Happy Mothers’ Day From the Holy Land: Three Amazing Israeli Women of Valor

May 11, 2018

6 min read

Miriam Peretz was awarded the Israel Prize in Lifetime Achievement for Strengthening the Jewish-Israeli spirit. Each week, she speaks to more than 1,000 Israeli soldiers, the young people of Israel, and the mothers of fallen soldiers in Israel and around the world – Christians and Jews. She tells them how out of a moment of crisis can come incredible growth.

“Only people who have seen the darkness can truly see the light and the hand of God,” Peretz told Breaking Israel News. “In our moment of crisis, we need to choose to continue.”

This is a strong statement coming from a woman who has faced so much tragedy. Peretz’s oldest son, Uriel, was killed in 1998 in Lebanon at the age of 22 while he was leading an elite commando unit, Sayeret Golani, into battle. Shortly thereafter, unable to deal with the loss of his first-born son, Peretz’s husband, Eliezer, died of a heart attack. And then, her second-oldest son, Eliraz – also in Sayeret Golani – was killed in 2010 in Operation Cast Lead in Gaza. He was 32.

Peretz immigrated to Israel with her family from Morocco in 1964. She was raised in a poor household; both her parents were illiterate. She said that in Morocco they lived in a one-room hut. She made a small stipend beginning at age 8 by cleaning the home of her school teacher.

“My parents didn’t know Hebrew, just one word,” Peretz recalled. “And every night, my father would talk to us about this word: Jerusalem. He had never seen Jerusalem before. He had never read about Jerusalem. But Jerusalem for my father was the paradise of the Jewish people.”

Miriam with newborn daughter of her son Major Eliraz Peretz, (Photo by Miriam Alster / FLASH90)

Peretz’s father told his children of the Holy City, where there were many trees, a land of milk and honey, and lions and sheep and roosters. When the family arrived in the country, Peretz saw her father kneel and kiss the ground of the Holy Land.

Miriam Peretz (Photo from Facebook/Miriam Peretz)

“I was 10 and did not understand my father’s behavior,” she said. “Back then, I did not know that I would do the same thing – twice – that I would bury my children and kiss the earth of the Land of Israel that covered their bodies.

“My Jerusalem is stones. And when I walk in this Jerusalem, I feel in every stone the heart of the soldiers that died to let me continue to walk.”

**RAW RECORDS:**
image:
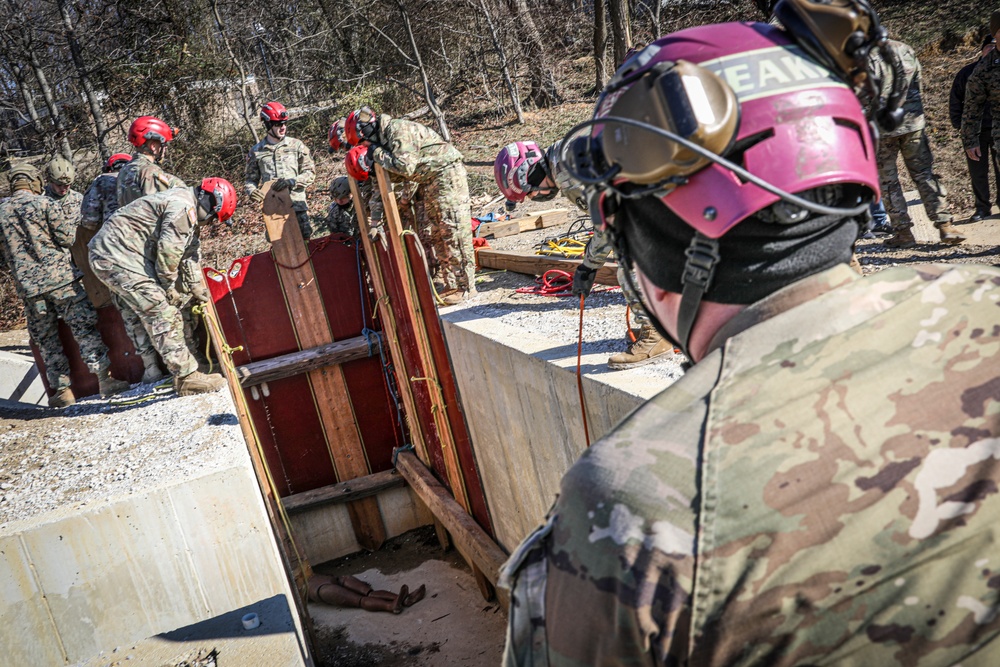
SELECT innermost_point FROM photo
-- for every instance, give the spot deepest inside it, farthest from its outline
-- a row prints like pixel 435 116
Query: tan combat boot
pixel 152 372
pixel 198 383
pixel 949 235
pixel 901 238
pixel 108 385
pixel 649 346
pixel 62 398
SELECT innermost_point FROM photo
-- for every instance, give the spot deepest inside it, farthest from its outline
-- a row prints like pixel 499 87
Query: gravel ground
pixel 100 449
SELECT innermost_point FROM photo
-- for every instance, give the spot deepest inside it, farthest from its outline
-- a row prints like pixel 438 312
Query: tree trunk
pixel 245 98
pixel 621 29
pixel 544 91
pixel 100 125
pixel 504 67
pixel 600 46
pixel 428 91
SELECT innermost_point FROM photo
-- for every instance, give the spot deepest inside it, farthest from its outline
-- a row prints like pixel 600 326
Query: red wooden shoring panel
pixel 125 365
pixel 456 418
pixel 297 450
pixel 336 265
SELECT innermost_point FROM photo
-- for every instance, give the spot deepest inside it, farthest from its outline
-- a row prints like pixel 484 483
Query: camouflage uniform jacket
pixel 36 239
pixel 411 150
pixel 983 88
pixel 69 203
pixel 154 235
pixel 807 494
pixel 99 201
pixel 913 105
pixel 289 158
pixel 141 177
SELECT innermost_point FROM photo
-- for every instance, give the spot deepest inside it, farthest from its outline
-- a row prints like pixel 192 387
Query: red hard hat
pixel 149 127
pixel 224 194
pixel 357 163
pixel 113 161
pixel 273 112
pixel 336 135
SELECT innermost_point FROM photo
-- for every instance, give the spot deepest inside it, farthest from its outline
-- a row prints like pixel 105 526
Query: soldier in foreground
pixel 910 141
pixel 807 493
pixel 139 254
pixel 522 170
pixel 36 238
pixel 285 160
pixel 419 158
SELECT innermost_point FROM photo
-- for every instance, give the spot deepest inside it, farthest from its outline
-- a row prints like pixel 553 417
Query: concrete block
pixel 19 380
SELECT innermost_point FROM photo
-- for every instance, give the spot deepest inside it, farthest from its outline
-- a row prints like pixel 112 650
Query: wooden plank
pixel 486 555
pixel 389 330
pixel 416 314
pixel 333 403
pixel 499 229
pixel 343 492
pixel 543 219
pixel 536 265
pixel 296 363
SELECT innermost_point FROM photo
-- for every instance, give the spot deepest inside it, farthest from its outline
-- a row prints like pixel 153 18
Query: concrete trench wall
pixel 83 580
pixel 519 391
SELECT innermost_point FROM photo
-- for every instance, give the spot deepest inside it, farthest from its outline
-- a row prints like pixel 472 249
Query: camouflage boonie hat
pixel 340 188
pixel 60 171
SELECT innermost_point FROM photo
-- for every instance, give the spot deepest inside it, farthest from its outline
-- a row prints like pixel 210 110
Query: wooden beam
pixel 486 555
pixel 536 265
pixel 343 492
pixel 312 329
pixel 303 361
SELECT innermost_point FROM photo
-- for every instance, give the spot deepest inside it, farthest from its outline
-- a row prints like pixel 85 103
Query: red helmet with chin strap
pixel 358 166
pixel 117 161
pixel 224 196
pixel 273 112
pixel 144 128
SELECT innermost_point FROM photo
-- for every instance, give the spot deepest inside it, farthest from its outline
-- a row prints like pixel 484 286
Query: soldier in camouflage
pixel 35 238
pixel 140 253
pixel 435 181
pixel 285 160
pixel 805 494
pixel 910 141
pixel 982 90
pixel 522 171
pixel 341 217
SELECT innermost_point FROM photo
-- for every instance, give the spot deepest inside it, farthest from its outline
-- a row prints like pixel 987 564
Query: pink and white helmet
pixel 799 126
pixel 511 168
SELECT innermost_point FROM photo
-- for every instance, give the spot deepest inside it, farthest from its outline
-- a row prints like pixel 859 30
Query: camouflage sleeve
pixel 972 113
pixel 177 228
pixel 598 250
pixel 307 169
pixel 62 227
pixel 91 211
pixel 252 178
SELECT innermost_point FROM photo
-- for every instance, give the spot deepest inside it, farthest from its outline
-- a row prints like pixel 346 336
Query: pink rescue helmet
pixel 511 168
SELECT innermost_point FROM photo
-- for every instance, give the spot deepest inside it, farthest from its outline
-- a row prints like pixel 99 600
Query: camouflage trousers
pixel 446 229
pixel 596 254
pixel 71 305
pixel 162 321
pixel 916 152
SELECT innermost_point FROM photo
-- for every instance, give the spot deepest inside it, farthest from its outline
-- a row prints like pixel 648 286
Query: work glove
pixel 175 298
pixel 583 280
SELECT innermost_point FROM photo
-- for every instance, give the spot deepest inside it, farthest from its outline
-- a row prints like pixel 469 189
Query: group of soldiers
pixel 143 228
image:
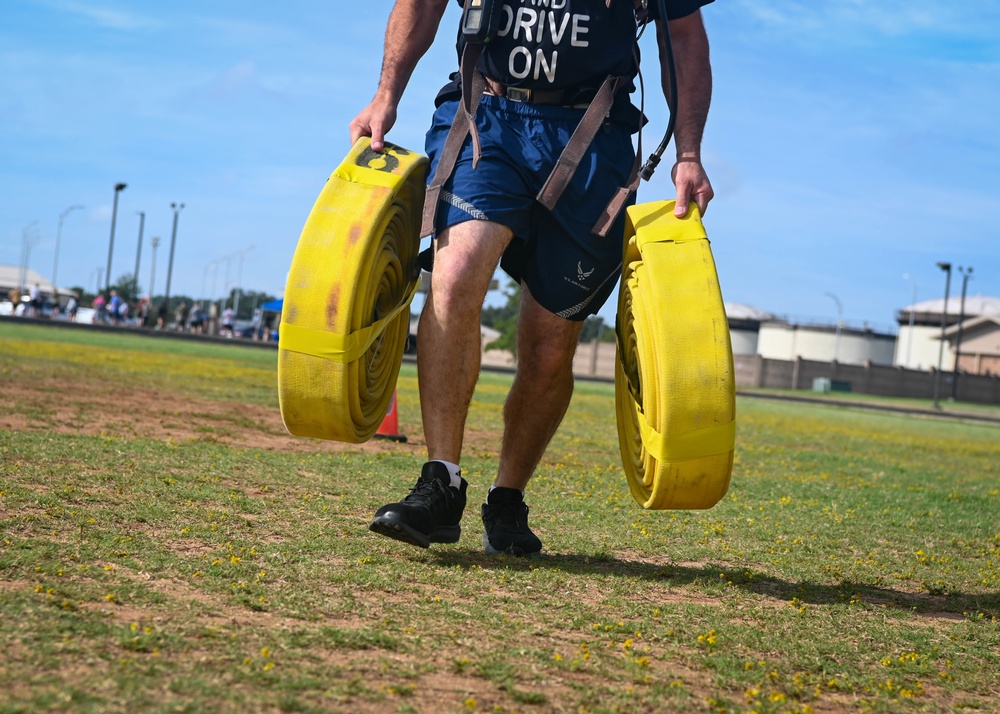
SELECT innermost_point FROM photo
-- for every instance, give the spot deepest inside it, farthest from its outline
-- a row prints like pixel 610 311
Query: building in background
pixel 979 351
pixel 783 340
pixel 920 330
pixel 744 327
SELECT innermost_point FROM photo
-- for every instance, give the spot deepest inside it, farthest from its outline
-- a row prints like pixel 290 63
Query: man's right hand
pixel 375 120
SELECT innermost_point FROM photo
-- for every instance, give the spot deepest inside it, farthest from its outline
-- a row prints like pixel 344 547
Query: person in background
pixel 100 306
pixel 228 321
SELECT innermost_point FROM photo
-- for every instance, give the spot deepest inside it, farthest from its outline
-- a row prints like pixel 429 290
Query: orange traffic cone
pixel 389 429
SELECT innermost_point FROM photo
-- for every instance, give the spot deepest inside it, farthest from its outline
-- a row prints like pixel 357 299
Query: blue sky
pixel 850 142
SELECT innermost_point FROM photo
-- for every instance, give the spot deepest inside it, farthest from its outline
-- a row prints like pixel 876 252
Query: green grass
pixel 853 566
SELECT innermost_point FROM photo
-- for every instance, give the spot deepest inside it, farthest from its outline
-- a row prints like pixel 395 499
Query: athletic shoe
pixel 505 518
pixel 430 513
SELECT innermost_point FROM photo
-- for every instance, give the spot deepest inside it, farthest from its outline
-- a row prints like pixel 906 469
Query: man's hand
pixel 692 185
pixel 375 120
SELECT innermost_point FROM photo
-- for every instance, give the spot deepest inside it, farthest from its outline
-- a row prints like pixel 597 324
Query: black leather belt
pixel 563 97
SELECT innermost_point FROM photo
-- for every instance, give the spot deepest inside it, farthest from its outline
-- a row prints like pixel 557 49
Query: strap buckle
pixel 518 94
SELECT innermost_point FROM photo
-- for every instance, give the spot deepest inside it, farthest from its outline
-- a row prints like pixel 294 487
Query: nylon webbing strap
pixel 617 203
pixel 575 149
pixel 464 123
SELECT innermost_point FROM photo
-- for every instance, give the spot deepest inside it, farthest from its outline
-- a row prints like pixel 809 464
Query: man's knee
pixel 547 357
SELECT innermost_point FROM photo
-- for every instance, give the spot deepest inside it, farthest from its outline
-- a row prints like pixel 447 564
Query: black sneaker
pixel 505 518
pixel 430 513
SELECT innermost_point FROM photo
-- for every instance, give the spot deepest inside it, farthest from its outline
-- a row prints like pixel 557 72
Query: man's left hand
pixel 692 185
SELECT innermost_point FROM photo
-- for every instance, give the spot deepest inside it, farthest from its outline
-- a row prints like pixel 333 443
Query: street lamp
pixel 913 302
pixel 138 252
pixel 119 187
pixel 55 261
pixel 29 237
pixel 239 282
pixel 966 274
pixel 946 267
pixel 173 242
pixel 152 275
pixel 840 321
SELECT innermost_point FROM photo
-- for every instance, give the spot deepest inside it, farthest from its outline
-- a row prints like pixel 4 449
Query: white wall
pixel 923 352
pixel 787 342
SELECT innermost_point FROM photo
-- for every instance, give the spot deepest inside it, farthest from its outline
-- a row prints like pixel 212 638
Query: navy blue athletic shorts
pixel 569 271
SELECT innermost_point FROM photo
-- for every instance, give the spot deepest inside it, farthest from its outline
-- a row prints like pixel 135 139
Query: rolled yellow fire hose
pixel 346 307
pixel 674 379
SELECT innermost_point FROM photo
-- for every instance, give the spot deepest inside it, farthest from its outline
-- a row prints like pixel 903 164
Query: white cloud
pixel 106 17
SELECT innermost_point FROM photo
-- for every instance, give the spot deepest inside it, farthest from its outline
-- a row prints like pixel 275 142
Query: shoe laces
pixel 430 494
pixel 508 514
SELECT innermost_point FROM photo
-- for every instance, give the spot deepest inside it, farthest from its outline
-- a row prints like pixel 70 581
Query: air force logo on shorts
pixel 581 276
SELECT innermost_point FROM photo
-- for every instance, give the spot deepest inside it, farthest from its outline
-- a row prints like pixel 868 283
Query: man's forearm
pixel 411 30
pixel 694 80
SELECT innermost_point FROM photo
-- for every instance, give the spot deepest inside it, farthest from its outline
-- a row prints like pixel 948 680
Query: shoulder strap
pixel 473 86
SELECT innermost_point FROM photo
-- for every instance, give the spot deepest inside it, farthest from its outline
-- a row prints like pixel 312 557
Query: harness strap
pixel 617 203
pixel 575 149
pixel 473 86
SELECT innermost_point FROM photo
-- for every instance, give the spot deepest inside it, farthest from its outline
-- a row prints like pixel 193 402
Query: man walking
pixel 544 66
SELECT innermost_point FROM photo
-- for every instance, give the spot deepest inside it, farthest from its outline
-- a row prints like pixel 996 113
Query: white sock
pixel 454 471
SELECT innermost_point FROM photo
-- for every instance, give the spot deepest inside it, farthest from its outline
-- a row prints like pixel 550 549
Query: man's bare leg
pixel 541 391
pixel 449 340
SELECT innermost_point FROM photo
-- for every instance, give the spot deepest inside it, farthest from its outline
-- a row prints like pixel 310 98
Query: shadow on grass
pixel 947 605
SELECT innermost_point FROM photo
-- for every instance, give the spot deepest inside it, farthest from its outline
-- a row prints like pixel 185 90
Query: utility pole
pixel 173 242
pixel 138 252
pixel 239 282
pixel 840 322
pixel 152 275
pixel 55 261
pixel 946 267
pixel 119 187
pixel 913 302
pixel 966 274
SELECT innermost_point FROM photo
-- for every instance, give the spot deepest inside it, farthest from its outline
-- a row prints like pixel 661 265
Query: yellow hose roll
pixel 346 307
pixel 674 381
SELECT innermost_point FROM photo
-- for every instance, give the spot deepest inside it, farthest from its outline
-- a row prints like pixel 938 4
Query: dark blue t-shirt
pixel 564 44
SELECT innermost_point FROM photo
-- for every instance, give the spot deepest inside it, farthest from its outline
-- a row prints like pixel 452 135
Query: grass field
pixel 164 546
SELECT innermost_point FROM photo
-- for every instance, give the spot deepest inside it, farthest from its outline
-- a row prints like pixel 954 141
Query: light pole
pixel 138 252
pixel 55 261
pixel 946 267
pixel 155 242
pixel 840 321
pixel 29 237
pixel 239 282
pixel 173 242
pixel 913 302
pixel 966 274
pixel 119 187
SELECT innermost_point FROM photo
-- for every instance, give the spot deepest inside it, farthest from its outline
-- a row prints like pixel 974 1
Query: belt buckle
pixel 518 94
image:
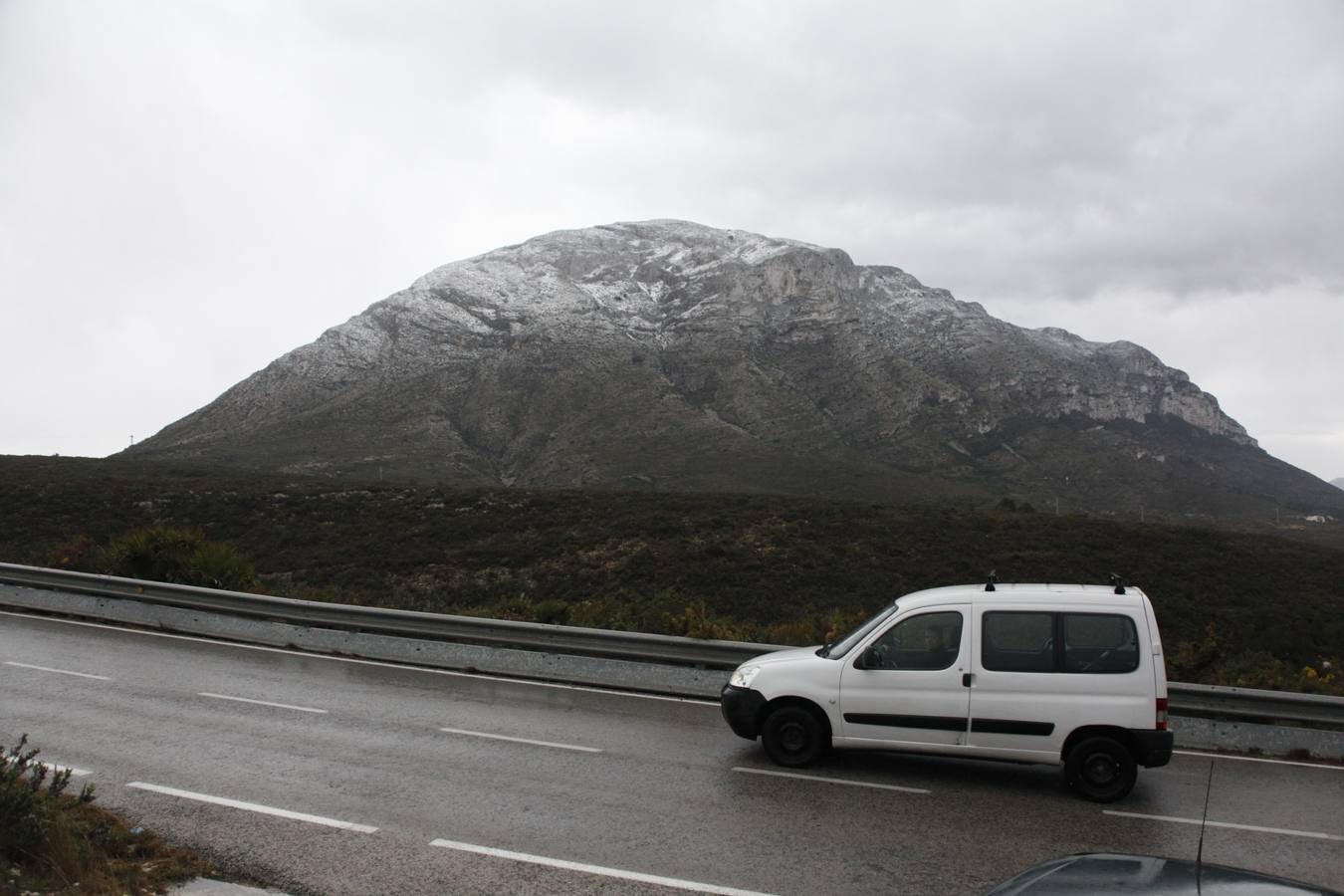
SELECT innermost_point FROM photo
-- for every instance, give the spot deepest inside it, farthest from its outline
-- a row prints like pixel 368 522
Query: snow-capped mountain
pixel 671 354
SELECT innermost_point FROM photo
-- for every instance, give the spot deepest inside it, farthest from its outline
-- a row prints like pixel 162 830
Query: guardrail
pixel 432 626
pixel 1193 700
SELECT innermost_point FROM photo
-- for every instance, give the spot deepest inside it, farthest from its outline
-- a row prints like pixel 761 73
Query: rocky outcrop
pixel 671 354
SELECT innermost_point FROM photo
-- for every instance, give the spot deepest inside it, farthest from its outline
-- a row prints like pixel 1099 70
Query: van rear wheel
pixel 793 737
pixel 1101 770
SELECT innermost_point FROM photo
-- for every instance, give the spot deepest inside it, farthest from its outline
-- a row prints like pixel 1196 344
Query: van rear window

**WHAT TO DO:**
According to the Mothers' Day article, in what year did Miriam Peretz's family immigrate to Israel from Morocco? The entries are separate material and are unrelated to the article.

**PROBLEM SOLUTION:**
1964.